> **Directions for this task**
Put the lines from the start of the records through the line with "box: [1301, 361, 1871, 594]" into a Markdown table with the columns Row and Line, giving each line a row number and leaving out blank lines and pictures.

*** The data ***

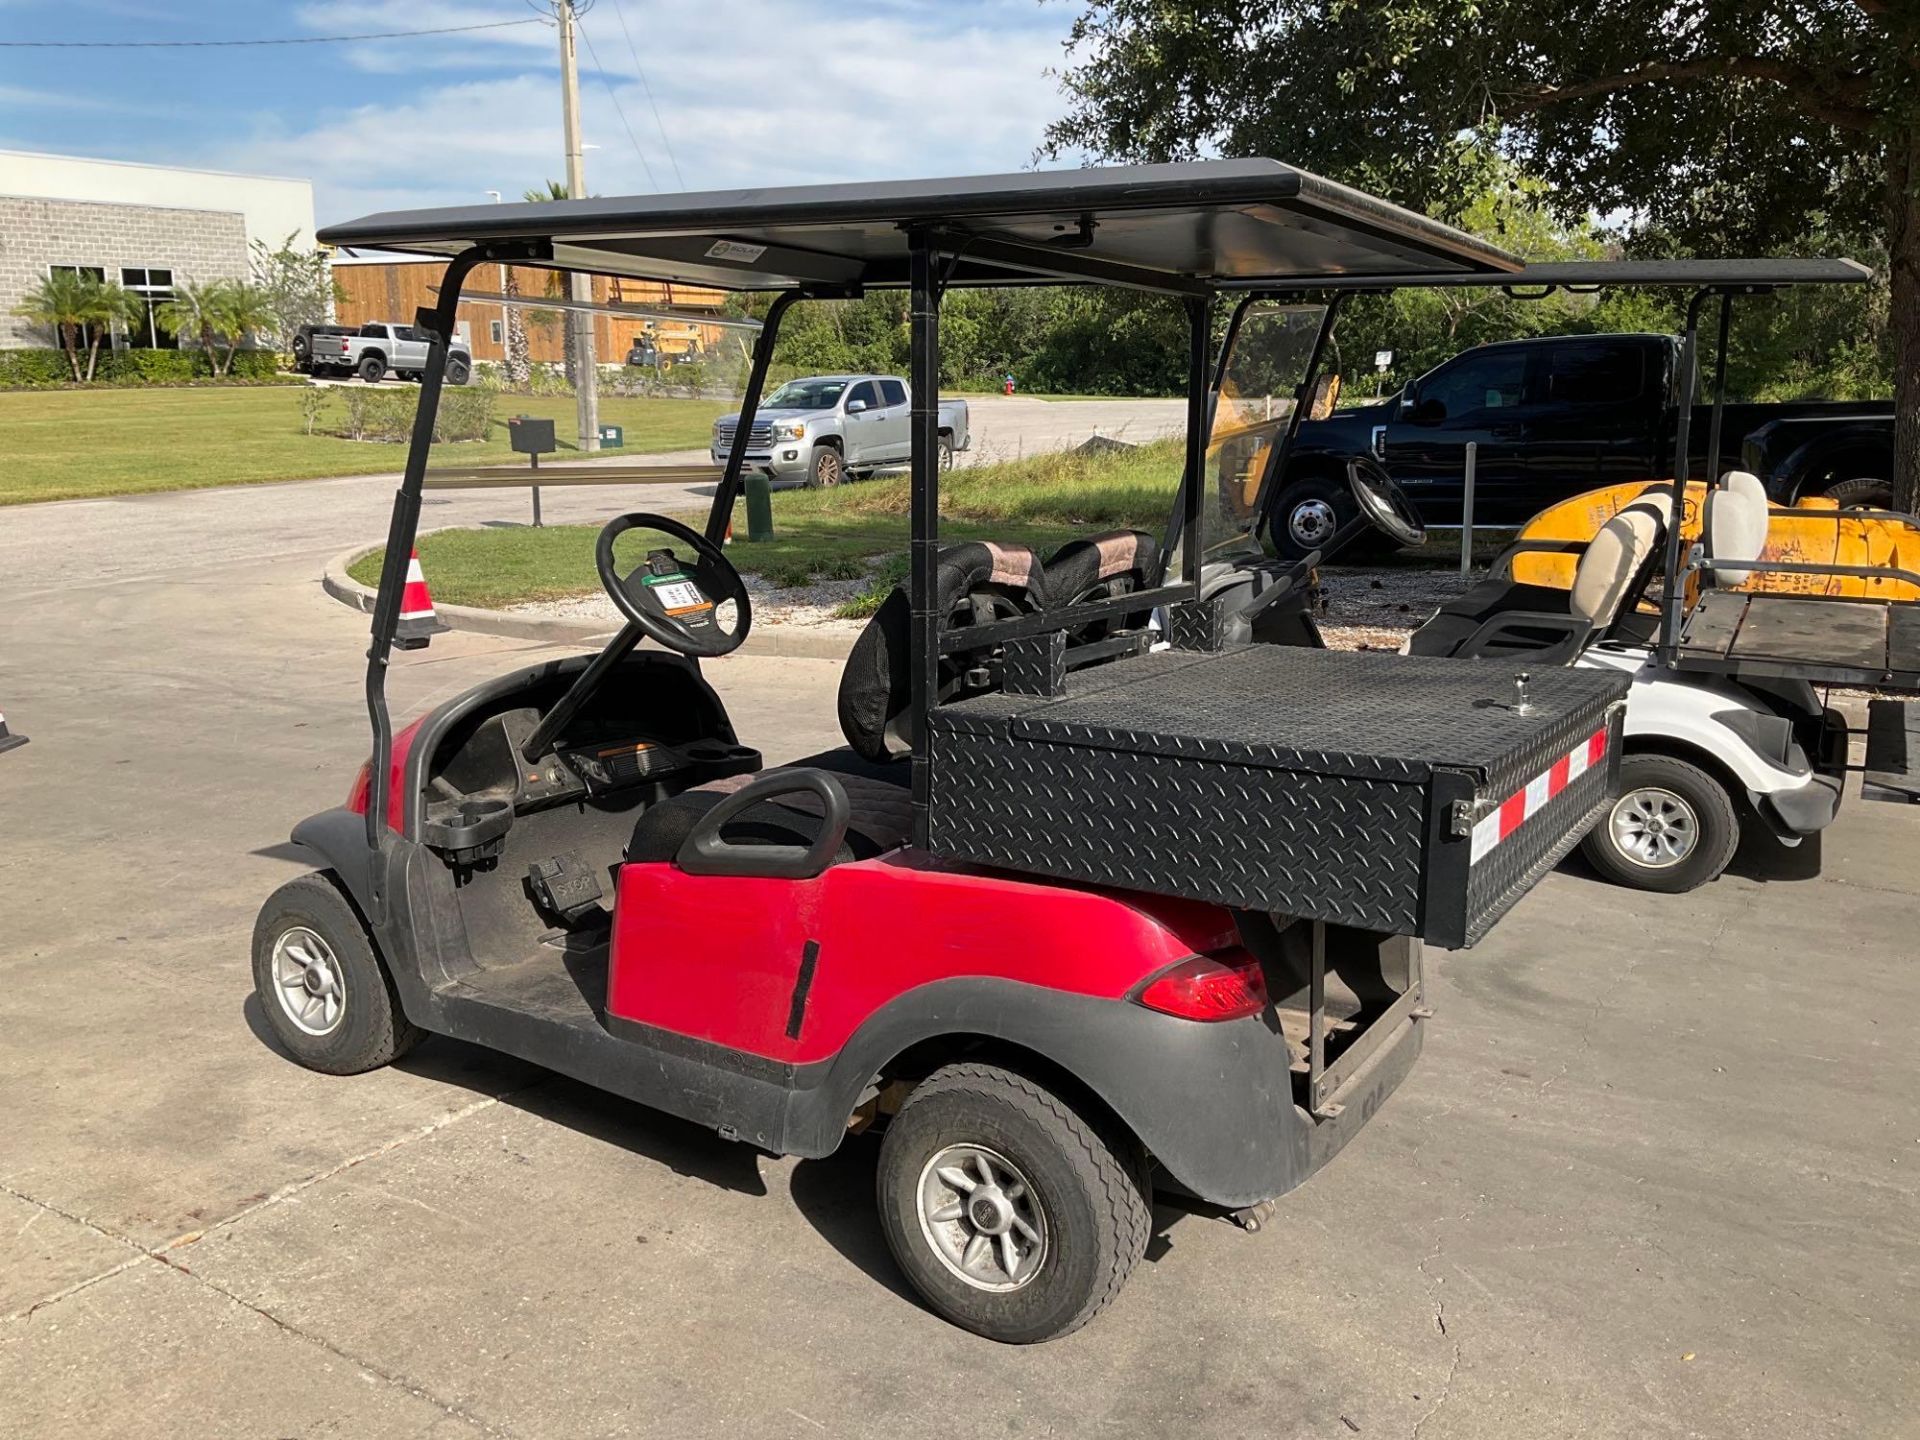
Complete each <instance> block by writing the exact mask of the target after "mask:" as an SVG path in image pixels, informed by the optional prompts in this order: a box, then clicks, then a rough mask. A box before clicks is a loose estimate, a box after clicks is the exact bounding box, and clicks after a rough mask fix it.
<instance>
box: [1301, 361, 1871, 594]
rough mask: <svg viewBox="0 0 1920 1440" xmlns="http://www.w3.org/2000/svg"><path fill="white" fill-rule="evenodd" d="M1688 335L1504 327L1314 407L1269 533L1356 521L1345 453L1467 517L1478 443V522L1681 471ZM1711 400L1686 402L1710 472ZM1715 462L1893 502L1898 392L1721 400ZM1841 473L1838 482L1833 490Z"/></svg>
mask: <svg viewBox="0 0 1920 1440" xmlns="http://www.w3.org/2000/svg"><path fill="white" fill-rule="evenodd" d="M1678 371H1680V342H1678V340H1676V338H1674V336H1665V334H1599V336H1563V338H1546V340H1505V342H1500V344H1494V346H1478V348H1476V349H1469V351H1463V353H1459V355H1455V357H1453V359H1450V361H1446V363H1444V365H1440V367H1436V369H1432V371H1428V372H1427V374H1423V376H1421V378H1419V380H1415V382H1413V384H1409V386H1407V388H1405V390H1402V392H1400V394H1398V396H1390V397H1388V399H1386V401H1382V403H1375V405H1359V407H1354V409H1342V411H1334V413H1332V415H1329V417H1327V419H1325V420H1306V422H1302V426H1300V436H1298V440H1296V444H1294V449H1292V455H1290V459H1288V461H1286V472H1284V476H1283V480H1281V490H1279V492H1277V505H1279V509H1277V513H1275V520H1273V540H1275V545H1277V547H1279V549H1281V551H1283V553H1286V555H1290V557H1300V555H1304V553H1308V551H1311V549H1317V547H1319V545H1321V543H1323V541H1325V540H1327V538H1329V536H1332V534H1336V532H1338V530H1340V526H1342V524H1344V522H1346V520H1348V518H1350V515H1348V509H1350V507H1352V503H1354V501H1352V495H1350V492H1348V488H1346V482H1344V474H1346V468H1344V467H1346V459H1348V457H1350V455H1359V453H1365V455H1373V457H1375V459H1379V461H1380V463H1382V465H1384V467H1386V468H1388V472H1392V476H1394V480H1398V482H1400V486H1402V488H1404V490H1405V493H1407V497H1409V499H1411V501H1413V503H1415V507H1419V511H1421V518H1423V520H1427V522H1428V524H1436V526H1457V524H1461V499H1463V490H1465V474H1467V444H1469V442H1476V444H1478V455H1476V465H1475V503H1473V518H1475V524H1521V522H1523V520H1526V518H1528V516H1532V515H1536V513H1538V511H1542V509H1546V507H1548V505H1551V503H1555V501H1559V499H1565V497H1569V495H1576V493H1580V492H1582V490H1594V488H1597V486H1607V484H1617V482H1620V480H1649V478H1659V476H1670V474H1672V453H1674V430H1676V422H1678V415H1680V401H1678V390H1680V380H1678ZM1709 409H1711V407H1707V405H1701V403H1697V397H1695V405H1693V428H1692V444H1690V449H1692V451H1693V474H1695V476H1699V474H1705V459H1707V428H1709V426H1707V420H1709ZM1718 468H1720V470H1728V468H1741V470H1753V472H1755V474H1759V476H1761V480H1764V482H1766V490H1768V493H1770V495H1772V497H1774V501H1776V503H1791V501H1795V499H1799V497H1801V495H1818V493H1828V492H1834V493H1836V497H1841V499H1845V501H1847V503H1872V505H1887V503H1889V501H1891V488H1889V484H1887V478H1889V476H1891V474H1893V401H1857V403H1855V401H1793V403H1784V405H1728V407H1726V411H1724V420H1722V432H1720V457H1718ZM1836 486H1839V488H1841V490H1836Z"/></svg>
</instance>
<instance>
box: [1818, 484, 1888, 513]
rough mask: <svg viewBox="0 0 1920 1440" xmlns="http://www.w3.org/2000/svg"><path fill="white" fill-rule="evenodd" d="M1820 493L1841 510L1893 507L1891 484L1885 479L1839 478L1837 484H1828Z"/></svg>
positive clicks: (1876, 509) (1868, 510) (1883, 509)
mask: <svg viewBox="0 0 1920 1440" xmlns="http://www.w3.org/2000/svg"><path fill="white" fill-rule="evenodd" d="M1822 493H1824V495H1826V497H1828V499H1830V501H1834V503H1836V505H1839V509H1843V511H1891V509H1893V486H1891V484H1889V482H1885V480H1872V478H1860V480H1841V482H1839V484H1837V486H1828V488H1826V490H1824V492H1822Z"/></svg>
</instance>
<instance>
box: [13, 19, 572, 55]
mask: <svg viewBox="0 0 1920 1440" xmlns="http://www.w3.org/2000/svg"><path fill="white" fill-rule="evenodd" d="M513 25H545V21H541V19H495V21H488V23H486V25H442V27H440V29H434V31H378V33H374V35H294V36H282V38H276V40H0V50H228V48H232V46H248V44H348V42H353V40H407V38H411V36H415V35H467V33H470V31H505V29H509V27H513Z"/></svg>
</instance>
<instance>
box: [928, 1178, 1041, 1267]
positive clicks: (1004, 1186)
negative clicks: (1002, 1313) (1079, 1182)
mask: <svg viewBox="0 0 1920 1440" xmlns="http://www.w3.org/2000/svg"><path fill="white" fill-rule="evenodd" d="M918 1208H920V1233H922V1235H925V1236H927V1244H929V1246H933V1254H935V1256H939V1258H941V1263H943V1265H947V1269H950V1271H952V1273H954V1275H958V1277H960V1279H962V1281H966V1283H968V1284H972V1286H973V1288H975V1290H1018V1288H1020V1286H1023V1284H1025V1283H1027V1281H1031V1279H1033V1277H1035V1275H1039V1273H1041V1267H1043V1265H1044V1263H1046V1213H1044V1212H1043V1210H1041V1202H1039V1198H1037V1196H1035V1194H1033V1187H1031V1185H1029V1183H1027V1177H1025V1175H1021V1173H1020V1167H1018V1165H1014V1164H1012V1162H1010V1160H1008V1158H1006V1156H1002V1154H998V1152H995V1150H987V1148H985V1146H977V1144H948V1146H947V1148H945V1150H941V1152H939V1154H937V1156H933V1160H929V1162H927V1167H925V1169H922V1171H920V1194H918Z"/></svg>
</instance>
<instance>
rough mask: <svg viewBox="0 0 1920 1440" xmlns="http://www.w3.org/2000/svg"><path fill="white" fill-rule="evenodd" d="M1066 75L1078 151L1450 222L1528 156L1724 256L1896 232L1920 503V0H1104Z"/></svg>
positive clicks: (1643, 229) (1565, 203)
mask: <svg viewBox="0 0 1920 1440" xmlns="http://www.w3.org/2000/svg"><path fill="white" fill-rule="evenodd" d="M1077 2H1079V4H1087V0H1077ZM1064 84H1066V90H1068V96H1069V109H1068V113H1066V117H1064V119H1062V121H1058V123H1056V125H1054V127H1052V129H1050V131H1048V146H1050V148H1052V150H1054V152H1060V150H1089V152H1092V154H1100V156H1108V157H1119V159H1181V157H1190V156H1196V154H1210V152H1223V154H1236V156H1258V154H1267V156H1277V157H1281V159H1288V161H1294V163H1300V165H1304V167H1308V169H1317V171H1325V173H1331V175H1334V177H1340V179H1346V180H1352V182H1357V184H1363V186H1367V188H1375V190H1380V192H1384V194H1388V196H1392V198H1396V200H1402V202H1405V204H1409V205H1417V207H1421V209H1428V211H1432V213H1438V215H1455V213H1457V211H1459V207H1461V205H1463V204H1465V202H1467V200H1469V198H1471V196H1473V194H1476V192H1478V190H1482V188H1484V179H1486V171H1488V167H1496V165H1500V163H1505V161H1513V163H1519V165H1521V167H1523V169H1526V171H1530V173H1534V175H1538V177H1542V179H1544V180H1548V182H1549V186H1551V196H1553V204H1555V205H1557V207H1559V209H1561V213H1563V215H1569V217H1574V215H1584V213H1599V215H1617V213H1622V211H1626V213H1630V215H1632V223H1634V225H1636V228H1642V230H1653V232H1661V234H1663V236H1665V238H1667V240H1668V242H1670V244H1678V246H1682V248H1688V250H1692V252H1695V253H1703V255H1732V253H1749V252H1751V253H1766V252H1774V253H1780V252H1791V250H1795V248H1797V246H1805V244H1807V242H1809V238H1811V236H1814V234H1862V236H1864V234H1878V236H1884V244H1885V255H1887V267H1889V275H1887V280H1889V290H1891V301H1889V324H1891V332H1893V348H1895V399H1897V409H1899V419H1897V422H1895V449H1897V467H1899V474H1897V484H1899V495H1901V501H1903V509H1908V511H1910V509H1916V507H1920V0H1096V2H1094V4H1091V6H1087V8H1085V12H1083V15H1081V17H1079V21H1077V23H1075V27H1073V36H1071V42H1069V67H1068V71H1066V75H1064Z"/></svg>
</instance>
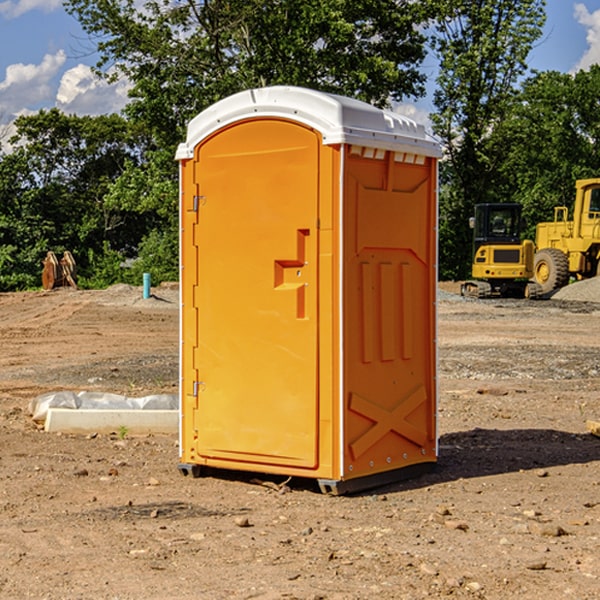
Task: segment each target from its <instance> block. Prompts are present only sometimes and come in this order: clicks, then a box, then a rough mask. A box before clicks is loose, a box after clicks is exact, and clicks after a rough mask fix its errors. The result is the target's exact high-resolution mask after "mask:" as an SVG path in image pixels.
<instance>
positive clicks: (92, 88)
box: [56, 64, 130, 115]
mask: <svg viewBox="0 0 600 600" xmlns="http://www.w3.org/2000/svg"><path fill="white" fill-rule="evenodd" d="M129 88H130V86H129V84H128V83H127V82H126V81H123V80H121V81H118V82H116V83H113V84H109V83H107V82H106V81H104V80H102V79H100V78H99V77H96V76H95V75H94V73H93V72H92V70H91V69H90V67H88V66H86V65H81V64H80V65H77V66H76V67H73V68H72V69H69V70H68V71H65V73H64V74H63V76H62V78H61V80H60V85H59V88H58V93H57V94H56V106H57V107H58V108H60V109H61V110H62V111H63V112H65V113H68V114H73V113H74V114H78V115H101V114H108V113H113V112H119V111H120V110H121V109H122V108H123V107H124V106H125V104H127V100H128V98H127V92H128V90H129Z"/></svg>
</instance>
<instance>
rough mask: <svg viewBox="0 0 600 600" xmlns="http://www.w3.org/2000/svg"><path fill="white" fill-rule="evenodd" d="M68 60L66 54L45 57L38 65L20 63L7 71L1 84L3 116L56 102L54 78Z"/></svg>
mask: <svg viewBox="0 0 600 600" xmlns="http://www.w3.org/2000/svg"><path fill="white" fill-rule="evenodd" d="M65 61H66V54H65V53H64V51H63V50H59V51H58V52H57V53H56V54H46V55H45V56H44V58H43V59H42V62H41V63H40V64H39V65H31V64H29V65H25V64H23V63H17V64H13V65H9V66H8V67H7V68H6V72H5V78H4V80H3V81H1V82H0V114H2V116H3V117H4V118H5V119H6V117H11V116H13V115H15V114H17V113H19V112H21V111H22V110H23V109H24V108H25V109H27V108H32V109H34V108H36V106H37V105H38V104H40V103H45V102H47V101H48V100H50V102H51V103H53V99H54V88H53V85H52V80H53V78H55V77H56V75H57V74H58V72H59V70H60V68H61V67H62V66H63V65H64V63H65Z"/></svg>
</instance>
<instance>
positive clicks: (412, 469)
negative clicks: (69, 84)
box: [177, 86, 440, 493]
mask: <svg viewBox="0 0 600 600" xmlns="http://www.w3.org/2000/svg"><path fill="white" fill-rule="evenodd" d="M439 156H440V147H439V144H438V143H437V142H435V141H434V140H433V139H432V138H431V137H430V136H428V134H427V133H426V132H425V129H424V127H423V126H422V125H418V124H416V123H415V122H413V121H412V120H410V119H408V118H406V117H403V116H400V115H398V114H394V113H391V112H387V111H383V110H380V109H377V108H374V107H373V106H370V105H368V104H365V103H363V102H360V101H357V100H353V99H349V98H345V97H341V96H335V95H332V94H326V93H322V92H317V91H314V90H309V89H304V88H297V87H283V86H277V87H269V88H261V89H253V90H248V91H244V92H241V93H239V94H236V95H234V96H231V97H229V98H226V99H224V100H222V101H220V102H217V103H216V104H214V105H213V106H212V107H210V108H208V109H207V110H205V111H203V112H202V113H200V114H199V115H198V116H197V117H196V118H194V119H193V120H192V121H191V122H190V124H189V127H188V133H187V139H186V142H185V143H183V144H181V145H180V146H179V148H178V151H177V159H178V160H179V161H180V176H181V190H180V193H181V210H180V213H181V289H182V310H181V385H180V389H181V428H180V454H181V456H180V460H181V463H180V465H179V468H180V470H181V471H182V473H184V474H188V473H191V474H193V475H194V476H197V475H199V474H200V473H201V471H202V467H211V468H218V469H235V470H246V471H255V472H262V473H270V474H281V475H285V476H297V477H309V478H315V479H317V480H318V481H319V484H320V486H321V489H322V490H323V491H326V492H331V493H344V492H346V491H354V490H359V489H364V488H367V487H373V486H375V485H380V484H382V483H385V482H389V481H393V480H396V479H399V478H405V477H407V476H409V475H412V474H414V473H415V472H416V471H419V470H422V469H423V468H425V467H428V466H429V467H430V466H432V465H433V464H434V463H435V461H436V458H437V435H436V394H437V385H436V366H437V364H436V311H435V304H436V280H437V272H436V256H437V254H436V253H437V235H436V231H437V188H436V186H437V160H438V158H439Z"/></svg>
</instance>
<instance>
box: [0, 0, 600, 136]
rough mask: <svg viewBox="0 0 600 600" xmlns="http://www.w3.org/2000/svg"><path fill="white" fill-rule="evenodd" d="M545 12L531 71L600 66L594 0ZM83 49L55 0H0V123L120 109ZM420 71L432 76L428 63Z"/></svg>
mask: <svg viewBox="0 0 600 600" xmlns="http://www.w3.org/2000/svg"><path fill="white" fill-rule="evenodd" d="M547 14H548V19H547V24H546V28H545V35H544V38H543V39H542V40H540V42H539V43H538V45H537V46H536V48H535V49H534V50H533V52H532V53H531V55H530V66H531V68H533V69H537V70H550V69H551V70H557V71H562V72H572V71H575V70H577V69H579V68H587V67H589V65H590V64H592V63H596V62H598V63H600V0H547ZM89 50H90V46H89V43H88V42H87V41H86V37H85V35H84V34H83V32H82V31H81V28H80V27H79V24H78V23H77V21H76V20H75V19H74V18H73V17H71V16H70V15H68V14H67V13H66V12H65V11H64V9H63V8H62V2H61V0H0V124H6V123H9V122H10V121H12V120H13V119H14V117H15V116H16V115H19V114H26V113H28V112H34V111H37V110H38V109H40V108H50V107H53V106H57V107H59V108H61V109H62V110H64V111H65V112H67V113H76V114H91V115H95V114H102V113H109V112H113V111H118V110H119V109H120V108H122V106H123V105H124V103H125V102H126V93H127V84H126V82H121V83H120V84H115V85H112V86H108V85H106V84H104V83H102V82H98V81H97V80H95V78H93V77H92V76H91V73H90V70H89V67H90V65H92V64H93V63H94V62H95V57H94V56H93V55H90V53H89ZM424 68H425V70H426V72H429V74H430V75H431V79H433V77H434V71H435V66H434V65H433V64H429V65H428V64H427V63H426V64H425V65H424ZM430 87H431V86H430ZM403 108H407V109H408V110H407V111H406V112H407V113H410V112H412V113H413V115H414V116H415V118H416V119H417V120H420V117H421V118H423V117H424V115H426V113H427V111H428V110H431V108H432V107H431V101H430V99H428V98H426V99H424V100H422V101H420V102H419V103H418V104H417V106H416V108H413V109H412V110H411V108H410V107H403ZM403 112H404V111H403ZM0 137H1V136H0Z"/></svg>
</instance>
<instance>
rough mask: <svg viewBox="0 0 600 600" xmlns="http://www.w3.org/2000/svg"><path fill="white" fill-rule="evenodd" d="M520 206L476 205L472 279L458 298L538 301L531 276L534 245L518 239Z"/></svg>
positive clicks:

*** End of The data ***

> **Solution to this task**
| Row | Line |
|---|---|
| 1 | Complete each <instance> block by writing the exact mask of the target after "mask:" as an SVG path in image pixels, informed by the optional prompts in this order: a box, then clicks, then a rough mask. A box before clicks is a loose estimate, a box after clicks is the exact bounding box, and clicks after a rough mask fix it. |
| 2 | <instance> |
| 3 | box: [1301, 361, 1871, 594] |